**** TEXT SECTION ****

Older blog entries for ajk (starting at number 20)

I've been drafting the Winters network protocol. I found uses to such 32-bit quantities as 4037931181 ("emergency hangup") and 4026658817 ("permission denied") [thanks dhd!]. The protocol is simple and expresses what it needs to express. I realized I can set up a separate auth server to provide new sessions for arbitrary clients if necessary, which simplifies the problem. You see, the protocol creates new sessions by negotiating their cipher and encryption key on an existing session; this avoids me having to deal with public-key cryptography in the protocol itself.

Anybody see any obvious security problems with assuming that if the client can send a known plaintext (published as part of the protocol specification) encrypted with the correct key (which is prenegotiated using channels we assume to be secure) then the client can be considered authenticated?

The next step is to implement the protocol. This should not take more than two days (famous last words!).

Advertised Advogato to Tuomas Lukka. Seems he likes it.

****

● WORK INSTRUCTIONS:
1. Can you write out the whole blog entry word for word?
2. How many lines of the records contain the string "table", with case counting? Reply with the number alone.
The records are unrelated to the blog entry.

**** DATA FOR THIS TASK ****

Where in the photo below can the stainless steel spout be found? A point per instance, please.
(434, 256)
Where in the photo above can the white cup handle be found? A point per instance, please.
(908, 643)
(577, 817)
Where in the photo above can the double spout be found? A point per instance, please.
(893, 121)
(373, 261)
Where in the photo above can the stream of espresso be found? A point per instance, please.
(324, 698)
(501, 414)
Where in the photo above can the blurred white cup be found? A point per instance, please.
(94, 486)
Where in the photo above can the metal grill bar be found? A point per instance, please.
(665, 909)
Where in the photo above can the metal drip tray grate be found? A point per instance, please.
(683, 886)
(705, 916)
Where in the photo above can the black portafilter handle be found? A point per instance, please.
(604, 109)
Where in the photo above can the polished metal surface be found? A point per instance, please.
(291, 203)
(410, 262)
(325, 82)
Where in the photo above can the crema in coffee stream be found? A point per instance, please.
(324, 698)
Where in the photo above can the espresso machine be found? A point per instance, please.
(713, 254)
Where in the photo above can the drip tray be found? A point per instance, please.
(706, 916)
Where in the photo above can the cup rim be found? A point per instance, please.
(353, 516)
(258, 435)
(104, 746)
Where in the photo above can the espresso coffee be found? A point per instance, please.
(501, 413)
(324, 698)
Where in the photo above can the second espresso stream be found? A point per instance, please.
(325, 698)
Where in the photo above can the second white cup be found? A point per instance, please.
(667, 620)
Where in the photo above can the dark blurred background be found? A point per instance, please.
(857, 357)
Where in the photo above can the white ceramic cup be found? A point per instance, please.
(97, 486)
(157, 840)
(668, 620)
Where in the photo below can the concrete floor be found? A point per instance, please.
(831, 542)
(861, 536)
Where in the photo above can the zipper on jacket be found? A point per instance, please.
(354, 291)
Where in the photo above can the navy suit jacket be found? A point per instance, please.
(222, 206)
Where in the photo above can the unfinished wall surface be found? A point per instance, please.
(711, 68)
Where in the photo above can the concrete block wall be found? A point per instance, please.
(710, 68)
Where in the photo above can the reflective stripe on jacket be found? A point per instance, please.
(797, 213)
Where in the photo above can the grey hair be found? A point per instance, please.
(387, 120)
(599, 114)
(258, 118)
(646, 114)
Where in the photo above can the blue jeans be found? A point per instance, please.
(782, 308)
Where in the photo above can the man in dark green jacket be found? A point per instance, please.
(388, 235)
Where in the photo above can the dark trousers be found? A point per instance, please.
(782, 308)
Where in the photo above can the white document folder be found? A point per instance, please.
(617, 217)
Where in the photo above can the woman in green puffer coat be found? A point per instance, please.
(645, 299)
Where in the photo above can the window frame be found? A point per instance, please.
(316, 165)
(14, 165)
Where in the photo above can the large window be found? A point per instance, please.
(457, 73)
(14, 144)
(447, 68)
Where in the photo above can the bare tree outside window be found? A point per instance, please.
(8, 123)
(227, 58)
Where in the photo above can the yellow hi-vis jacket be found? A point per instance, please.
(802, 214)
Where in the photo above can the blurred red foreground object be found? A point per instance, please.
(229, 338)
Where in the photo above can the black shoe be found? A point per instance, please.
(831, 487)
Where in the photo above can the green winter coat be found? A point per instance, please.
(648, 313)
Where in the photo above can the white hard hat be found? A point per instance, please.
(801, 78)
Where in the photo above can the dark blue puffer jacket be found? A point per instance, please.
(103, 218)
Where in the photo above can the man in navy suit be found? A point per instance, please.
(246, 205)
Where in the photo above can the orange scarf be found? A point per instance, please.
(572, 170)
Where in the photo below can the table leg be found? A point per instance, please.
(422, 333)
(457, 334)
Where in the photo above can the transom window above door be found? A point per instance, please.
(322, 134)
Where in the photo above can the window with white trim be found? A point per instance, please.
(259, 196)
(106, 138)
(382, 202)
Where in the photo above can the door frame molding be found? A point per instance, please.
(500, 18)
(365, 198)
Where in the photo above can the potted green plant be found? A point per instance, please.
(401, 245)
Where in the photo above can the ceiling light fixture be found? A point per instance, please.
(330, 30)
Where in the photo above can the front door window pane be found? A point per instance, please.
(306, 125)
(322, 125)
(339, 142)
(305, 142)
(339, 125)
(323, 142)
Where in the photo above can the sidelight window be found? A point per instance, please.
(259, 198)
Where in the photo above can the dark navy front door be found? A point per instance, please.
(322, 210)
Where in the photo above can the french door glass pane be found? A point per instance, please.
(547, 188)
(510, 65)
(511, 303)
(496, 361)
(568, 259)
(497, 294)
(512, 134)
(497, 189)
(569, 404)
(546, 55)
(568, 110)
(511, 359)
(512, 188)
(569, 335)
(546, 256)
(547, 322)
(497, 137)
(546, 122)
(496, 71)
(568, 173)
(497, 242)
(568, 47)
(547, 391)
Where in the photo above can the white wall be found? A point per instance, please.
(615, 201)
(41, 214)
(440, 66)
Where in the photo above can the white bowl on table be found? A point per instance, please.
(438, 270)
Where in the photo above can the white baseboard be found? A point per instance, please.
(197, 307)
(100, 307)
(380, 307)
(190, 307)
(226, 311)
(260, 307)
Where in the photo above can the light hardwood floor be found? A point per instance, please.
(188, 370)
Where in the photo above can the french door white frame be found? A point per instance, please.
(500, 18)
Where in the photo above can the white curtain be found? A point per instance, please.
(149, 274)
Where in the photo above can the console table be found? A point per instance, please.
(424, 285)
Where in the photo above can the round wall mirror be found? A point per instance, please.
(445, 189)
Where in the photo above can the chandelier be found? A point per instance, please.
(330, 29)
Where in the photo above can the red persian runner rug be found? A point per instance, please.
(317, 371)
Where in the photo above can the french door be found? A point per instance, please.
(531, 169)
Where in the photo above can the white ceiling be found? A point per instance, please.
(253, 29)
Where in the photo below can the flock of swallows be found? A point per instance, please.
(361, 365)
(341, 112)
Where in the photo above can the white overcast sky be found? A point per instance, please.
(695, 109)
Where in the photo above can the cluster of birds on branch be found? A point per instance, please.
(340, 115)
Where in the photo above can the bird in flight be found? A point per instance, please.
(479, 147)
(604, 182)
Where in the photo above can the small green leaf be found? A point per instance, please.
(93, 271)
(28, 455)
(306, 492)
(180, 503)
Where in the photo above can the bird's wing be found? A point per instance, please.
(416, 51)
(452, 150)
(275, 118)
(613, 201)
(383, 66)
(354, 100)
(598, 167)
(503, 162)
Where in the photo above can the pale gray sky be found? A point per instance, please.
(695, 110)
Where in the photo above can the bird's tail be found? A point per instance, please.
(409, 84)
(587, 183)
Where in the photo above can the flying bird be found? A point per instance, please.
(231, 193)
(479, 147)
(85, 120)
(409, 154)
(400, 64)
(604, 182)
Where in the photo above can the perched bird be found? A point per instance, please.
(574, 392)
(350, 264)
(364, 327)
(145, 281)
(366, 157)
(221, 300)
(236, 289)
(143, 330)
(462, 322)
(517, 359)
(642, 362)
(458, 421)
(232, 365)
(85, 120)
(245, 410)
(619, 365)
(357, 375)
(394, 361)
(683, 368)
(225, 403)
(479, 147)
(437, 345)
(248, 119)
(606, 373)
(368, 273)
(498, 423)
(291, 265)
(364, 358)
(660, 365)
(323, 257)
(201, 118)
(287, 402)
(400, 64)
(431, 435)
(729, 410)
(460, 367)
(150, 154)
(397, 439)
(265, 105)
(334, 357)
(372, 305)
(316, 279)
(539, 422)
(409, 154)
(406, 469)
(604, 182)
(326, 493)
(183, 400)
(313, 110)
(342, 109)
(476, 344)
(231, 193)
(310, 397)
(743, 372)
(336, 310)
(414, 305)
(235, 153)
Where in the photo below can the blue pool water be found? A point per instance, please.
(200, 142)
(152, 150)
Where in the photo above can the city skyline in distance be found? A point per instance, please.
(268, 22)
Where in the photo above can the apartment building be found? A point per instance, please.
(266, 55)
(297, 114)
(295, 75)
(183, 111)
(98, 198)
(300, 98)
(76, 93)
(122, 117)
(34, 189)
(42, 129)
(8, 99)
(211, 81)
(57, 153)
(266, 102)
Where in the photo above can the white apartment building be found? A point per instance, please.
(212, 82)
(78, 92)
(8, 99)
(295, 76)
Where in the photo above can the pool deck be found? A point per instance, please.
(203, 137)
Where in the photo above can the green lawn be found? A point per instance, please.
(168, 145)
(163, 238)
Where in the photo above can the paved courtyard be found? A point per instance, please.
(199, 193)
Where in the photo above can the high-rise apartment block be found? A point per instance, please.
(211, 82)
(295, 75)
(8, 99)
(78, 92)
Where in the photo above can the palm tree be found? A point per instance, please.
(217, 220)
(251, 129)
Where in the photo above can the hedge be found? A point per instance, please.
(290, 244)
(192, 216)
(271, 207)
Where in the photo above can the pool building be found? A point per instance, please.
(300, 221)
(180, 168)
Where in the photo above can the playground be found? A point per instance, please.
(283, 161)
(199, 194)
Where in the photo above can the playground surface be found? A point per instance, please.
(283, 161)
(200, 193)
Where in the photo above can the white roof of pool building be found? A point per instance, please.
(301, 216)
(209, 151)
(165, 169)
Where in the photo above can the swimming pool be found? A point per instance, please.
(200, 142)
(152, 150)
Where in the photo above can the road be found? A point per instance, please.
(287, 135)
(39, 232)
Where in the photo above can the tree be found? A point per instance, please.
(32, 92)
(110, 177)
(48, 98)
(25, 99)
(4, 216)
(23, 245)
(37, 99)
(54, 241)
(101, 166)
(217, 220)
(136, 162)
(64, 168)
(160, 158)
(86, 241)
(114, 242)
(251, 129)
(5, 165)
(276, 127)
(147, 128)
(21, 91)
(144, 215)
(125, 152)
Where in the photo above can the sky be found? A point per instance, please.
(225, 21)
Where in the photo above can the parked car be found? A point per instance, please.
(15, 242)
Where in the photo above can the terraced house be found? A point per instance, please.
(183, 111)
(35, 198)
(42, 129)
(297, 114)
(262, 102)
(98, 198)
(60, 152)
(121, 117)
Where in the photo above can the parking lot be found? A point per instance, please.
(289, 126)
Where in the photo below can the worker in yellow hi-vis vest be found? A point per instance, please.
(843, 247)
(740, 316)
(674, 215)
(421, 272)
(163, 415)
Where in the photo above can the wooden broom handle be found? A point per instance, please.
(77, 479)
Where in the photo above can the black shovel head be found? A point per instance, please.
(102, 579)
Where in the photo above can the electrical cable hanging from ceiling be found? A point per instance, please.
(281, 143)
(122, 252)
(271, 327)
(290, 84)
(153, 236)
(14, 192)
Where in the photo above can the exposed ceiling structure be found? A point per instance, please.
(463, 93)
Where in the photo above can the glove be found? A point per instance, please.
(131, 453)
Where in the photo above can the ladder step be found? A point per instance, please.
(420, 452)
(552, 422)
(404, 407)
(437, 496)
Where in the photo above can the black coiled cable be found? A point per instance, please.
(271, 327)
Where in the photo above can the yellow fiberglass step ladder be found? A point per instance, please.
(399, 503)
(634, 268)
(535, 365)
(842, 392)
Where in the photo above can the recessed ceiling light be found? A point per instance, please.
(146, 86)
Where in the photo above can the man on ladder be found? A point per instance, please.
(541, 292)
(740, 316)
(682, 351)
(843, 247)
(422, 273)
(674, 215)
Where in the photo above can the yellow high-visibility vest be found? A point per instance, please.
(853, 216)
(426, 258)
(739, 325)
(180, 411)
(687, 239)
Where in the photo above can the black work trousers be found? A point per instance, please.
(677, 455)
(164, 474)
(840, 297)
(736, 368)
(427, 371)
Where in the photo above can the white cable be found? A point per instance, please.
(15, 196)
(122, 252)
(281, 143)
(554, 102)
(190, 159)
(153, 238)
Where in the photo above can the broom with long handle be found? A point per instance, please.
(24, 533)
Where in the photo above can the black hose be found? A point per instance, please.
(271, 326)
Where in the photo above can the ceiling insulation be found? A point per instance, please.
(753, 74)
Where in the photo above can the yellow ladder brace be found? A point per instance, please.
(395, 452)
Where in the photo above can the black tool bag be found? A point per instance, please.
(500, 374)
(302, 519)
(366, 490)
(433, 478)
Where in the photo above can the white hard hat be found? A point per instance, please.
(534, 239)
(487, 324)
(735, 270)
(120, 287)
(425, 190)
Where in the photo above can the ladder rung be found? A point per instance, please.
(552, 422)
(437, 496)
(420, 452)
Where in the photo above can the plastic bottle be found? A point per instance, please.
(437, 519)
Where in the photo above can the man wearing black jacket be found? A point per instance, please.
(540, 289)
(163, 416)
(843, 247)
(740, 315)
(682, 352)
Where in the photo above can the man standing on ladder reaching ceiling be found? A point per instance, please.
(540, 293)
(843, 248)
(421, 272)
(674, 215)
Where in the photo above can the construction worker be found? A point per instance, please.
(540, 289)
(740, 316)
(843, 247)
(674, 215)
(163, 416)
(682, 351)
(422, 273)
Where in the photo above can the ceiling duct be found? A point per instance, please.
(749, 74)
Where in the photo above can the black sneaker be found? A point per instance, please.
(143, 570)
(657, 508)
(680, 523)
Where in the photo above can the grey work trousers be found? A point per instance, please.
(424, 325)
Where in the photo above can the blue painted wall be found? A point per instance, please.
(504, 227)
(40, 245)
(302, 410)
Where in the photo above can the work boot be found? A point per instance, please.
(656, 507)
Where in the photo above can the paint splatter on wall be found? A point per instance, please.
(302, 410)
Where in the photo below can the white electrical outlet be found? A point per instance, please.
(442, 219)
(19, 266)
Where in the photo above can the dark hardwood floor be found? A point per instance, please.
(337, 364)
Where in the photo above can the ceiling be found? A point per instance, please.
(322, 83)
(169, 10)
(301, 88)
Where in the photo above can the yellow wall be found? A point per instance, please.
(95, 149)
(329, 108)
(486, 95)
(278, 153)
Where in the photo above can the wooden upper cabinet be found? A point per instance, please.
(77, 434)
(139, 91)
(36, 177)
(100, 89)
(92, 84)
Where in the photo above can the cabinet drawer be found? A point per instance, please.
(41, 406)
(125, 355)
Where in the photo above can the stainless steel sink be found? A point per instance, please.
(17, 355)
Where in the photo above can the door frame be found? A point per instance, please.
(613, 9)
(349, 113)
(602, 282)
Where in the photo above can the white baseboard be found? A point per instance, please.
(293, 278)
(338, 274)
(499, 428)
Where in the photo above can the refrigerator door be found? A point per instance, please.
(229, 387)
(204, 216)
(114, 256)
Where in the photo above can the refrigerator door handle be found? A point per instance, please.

****

● SOLUTIONS FOR EACH TASK:
1.
Older blog entries for ajk (starting at number 20)

I've been drafting the Winters network protocol. I found uses to such 32-bit quantities as 4037931181 ("emergency hangup") and 4026658817 ("permission denied") [thanks dhd!]. The protocol is simple and expresses what it needs to express. I realized I can set up a separate auth server to provide new sessions for arbitrary clients if necessary, which simplifies the problem. You see, the protocol creates new sessions by negotiating their cipher and encryption key on an existing session; this avoids me having to deal with public-key cryptography in the protocol itself.

Anybody see any obvious security problems with assuming that if the client can send a known plaintext (published as part of the protocol specification) encrypted with the correct key (which is prenegotiated using channels we assume to be secure) then the client can be considered authenticated?

The next step is to implement the protocol. This should not take more than two days (famous last words!).

Advertised Advogato to Tuomas Lukka. Seems he likes it.

2. 3